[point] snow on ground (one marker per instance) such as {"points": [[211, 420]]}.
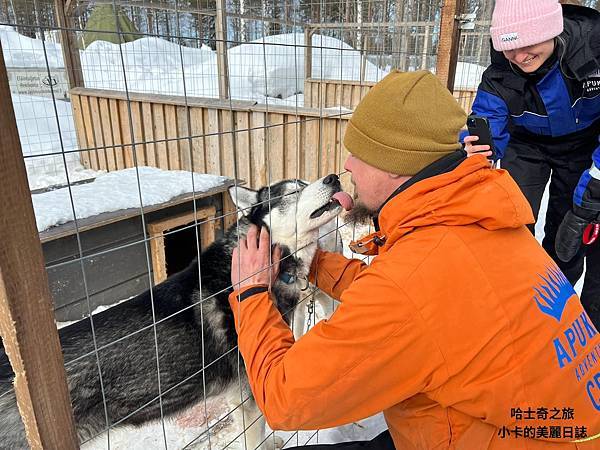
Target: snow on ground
{"points": [[44, 133], [271, 67], [117, 190], [467, 76], [268, 67]]}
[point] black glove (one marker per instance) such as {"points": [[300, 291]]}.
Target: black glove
{"points": [[569, 237]]}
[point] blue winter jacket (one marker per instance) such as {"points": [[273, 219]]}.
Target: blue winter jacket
{"points": [[563, 101]]}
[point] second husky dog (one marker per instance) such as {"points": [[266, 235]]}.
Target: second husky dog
{"points": [[167, 347]]}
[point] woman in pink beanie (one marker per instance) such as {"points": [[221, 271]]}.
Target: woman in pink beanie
{"points": [[541, 95]]}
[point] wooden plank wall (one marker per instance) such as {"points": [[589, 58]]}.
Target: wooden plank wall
{"points": [[335, 93], [207, 136]]}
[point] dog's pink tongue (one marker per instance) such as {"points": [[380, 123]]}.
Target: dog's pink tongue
{"points": [[345, 200]]}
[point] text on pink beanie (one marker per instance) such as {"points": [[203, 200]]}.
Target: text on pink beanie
{"points": [[521, 23]]}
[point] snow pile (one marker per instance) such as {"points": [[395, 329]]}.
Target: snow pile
{"points": [[269, 67], [23, 51], [468, 76], [115, 191], [38, 124]]}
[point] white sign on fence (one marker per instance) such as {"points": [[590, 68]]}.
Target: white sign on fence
{"points": [[36, 81]]}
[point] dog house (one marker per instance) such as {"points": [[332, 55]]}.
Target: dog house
{"points": [[116, 261]]}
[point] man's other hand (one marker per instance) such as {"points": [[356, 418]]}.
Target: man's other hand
{"points": [[251, 260]]}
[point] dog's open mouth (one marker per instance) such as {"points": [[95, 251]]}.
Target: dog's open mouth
{"points": [[339, 199]]}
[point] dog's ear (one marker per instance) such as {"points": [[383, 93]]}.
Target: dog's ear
{"points": [[243, 197]]}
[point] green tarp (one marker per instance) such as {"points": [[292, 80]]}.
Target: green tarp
{"points": [[102, 26]]}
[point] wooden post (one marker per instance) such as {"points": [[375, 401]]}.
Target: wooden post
{"points": [[26, 313], [69, 45], [221, 35], [308, 33], [449, 41]]}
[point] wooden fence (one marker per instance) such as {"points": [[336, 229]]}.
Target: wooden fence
{"points": [[336, 93], [203, 135]]}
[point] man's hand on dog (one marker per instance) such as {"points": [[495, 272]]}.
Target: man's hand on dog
{"points": [[250, 262]]}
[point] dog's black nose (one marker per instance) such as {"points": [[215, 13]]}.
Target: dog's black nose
{"points": [[331, 178]]}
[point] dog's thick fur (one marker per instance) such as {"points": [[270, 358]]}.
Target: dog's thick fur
{"points": [[184, 323]]}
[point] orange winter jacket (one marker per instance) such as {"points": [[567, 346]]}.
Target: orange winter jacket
{"points": [[462, 330]]}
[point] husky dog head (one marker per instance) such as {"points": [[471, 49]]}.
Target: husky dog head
{"points": [[293, 210]]}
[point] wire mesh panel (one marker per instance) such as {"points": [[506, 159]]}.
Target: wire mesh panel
{"points": [[143, 125]]}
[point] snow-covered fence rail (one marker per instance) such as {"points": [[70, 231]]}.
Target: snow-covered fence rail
{"points": [[348, 93], [116, 131]]}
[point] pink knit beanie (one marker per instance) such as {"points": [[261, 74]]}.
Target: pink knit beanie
{"points": [[520, 23]]}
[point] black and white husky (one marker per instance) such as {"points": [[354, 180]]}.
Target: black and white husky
{"points": [[169, 347]]}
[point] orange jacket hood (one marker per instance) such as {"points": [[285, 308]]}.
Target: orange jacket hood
{"points": [[460, 197]]}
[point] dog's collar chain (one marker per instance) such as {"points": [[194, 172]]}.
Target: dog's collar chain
{"points": [[289, 278]]}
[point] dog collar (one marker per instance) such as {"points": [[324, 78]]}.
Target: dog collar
{"points": [[287, 278], [368, 245]]}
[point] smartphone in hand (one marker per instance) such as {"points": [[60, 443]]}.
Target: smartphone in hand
{"points": [[480, 127]]}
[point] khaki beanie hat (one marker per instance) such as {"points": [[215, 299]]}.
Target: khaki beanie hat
{"points": [[407, 121]]}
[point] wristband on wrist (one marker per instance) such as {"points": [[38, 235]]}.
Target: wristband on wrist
{"points": [[250, 292]]}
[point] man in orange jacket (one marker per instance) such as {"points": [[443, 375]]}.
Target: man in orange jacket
{"points": [[462, 330]]}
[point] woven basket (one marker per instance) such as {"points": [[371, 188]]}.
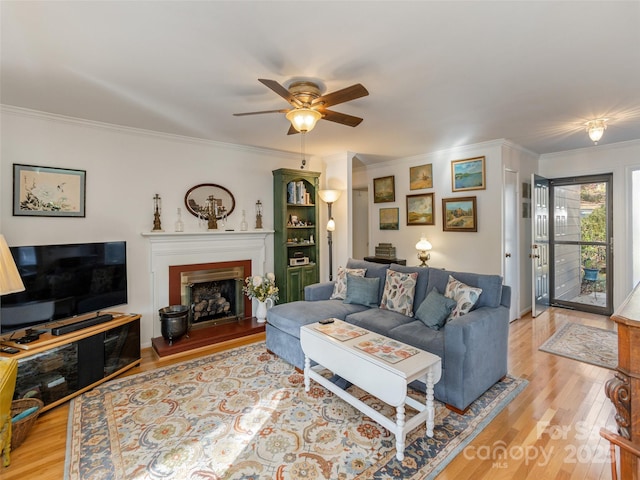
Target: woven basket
{"points": [[20, 429]]}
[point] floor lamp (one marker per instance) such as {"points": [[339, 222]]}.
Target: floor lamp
{"points": [[330, 196], [10, 281]]}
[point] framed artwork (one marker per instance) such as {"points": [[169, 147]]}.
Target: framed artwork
{"points": [[459, 214], [384, 189], [48, 191], [389, 219], [468, 174], [421, 177], [420, 209]]}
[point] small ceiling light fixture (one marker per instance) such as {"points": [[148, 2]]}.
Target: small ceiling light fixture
{"points": [[303, 119], [596, 129]]}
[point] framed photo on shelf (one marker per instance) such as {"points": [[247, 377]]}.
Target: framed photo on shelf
{"points": [[468, 174], [384, 189], [389, 219], [420, 209], [48, 191], [459, 214], [421, 177]]}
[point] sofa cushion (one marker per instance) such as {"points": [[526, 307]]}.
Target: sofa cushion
{"points": [[435, 309], [374, 270], [340, 288], [378, 320], [415, 333], [362, 291], [421, 283], [464, 295], [289, 317], [399, 290], [491, 285]]}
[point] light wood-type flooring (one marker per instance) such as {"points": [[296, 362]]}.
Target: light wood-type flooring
{"points": [[550, 431]]}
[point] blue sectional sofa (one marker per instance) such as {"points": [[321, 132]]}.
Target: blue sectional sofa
{"points": [[473, 347]]}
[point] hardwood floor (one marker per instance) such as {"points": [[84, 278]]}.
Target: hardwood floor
{"points": [[549, 431]]}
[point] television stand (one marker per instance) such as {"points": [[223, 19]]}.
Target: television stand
{"points": [[58, 368]]}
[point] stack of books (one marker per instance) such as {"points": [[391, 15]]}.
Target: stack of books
{"points": [[297, 193], [386, 250]]}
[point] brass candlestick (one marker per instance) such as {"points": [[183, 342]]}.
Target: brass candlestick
{"points": [[212, 223], [157, 208], [258, 215]]}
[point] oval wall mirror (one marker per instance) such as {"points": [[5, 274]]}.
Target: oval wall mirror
{"points": [[197, 200]]}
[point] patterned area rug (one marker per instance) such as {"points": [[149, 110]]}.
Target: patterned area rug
{"points": [[244, 414], [586, 344]]}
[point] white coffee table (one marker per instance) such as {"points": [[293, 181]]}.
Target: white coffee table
{"points": [[386, 379]]}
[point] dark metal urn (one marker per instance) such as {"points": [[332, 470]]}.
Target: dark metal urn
{"points": [[174, 322]]}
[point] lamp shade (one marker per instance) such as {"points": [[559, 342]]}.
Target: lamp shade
{"points": [[329, 196], [423, 244], [10, 281], [303, 119]]}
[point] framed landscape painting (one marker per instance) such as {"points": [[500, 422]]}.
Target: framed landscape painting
{"points": [[384, 189], [459, 214], [421, 177], [48, 191], [389, 219], [468, 174], [420, 209]]}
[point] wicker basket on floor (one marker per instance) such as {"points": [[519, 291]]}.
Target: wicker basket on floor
{"points": [[20, 429]]}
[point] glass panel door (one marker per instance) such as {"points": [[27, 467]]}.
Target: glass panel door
{"points": [[581, 238], [540, 247]]}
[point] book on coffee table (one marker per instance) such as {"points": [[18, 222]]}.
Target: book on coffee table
{"points": [[340, 330]]}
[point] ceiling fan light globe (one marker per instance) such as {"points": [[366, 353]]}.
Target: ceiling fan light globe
{"points": [[303, 119]]}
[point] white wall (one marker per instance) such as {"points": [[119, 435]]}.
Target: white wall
{"points": [[620, 159], [479, 251], [125, 168]]}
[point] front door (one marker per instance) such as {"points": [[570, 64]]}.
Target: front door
{"points": [[540, 245], [581, 239]]}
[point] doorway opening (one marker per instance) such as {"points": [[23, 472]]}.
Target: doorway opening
{"points": [[580, 240]]}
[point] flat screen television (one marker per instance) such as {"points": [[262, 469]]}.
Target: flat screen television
{"points": [[63, 281]]}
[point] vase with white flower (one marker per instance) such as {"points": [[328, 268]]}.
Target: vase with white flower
{"points": [[264, 290]]}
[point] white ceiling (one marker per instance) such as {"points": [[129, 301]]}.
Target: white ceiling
{"points": [[440, 74]]}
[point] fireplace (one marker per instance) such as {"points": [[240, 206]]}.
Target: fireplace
{"points": [[213, 291]]}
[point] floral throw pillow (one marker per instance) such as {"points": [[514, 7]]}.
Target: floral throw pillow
{"points": [[464, 295], [399, 289], [340, 288]]}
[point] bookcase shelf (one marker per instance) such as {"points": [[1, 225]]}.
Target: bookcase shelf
{"points": [[296, 231]]}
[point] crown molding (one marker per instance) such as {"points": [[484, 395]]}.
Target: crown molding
{"points": [[54, 117]]}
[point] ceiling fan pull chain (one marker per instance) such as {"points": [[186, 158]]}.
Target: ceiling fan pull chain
{"points": [[304, 161]]}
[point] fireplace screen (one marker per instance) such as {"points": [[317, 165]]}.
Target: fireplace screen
{"points": [[214, 296]]}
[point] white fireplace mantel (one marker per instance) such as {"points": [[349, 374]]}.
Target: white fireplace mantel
{"points": [[187, 248]]}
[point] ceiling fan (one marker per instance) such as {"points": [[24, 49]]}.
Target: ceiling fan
{"points": [[309, 105]]}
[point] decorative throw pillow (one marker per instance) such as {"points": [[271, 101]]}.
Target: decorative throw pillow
{"points": [[464, 295], [362, 291], [435, 309], [399, 289], [340, 288]]}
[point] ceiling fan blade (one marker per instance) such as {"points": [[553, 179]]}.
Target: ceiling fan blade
{"points": [[341, 96], [342, 118], [258, 113], [280, 90]]}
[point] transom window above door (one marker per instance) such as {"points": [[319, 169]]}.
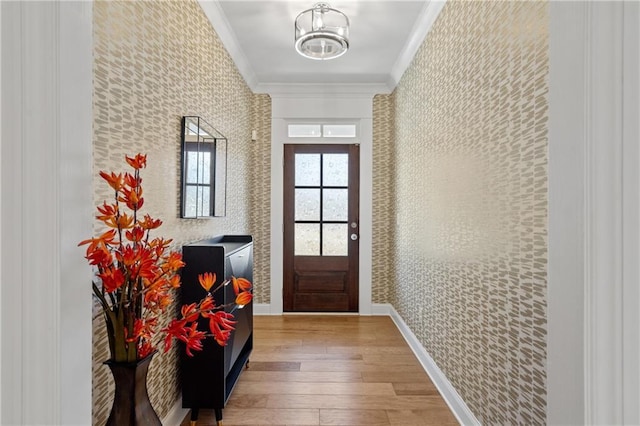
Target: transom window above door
{"points": [[322, 130]]}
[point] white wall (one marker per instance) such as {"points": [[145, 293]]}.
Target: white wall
{"points": [[565, 288], [593, 372], [298, 108], [46, 209]]}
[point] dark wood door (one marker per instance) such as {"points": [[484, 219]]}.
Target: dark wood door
{"points": [[321, 228]]}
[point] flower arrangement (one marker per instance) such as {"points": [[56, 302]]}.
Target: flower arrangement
{"points": [[136, 275]]}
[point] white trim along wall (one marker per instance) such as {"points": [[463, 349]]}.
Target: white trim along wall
{"points": [[46, 204], [593, 374], [298, 108]]}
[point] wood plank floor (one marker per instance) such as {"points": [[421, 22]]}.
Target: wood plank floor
{"points": [[331, 370]]}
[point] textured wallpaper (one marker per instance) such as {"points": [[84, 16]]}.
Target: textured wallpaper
{"points": [[470, 193], [260, 212], [383, 202], [153, 63]]}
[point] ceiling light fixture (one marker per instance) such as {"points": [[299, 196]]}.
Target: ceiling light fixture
{"points": [[322, 32]]}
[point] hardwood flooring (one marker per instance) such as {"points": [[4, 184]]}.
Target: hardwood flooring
{"points": [[331, 370]]}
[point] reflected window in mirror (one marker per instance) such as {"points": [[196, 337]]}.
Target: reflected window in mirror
{"points": [[204, 165]]}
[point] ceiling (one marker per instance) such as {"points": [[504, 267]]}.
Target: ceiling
{"points": [[384, 36]]}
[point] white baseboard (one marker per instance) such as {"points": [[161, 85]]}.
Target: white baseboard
{"points": [[457, 405], [381, 309], [176, 415], [455, 402], [262, 309]]}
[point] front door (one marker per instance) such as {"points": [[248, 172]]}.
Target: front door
{"points": [[321, 228]]}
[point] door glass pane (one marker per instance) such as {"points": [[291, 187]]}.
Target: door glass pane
{"points": [[192, 167], [307, 239], [205, 207], [335, 170], [335, 204], [307, 170], [307, 204], [335, 239], [204, 168], [190, 210]]}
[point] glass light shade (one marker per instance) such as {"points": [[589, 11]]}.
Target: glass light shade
{"points": [[322, 32]]}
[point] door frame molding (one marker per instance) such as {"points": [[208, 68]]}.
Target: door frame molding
{"points": [[355, 108]]}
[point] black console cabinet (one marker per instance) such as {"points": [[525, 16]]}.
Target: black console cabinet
{"points": [[210, 375]]}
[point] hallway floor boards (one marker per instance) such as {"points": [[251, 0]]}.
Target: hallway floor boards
{"points": [[331, 370]]}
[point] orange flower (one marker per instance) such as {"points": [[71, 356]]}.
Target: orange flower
{"points": [[190, 312], [124, 221], [207, 305], [132, 198], [136, 234], [99, 256], [174, 282], [108, 212], [243, 298], [240, 284], [174, 262], [137, 162], [207, 280], [115, 181], [107, 238], [135, 276], [112, 279], [221, 324]]}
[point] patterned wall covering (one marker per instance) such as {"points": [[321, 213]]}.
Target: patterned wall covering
{"points": [[383, 203], [153, 63], [471, 197], [260, 214]]}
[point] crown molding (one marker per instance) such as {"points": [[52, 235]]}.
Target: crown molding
{"points": [[419, 32], [221, 26], [305, 89]]}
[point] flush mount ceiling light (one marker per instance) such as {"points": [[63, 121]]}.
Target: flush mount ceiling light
{"points": [[322, 32]]}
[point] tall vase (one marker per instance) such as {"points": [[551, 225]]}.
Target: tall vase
{"points": [[131, 405]]}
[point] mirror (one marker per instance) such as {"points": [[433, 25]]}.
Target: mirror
{"points": [[204, 170]]}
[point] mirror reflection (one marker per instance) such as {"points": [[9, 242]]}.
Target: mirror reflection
{"points": [[204, 169]]}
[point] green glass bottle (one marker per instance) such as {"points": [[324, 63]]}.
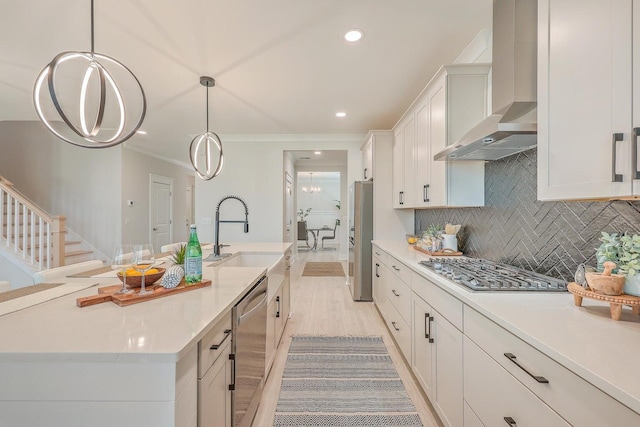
==============================
What is expected:
Exactly as written, restate the lines above from the opening line through the one holding "[point] wooden post", omitting the pictures.

Answer space:
[point] snow on ground (one marker per instance) such as {"points": [[211, 420]]}.
Target: snow on ground
{"points": [[44, 133], [271, 67], [117, 190], [467, 76], [268, 67]]}
[point] black glove (one marker per instance) such as {"points": [[300, 291]]}.
Target: black glove
{"points": [[569, 237]]}
[point] blue winter jacket (one marker per instance) such as {"points": [[273, 219]]}.
Target: blue winter jacket
{"points": [[563, 101]]}
[point] second husky dog (one marker per instance) such as {"points": [[266, 235]]}.
Target: second husky dog
{"points": [[167, 347]]}
[point] woman in pink beanie (one marker per instance) such as {"points": [[221, 271]]}.
Target: woman in pink beanie
{"points": [[541, 95]]}
[point] wooden plank wall (one marker per instance) such as {"points": [[589, 58]]}.
Target: wooden plank wall
{"points": [[335, 93], [207, 136]]}
[point] dog's pink tongue (one marker per instance) such as {"points": [[380, 123]]}.
Target: dog's pink tongue
{"points": [[345, 200]]}
[point] text on pink beanie (one marker per instance) such as {"points": [[203, 200]]}.
Target: text on pink beanie
{"points": [[521, 23]]}
[point] snow pile (one marker per instance) such as {"points": [[395, 329]]}.
Target: snow pile
{"points": [[269, 67], [23, 51], [468, 76], [115, 191], [38, 124]]}
[point] white sign on fence (one marker per instance) such as {"points": [[590, 68]]}.
Target: white sign on fence
{"points": [[36, 81]]}
[point] dog house (one marker per instance) such as {"points": [[332, 55]]}.
Target: dog house
{"points": [[116, 261]]}
[point] man's other hand (one marker per instance) such as {"points": [[356, 418]]}.
Target: man's other hand
{"points": [[251, 260]]}
[point] dog's open mouth (one marker per instance) such as {"points": [[95, 251]]}.
Target: dog's open mouth
{"points": [[339, 199]]}
[point] dog's ear (one marker per instance) such as {"points": [[383, 93]]}.
Target: dog's ear
{"points": [[243, 197]]}
[point] green tarp (one marker per instance) such as {"points": [[292, 80]]}.
Target: green tarp
{"points": [[102, 26]]}
[point] wooden post (one marker per instance) such as {"points": [[375, 401]]}.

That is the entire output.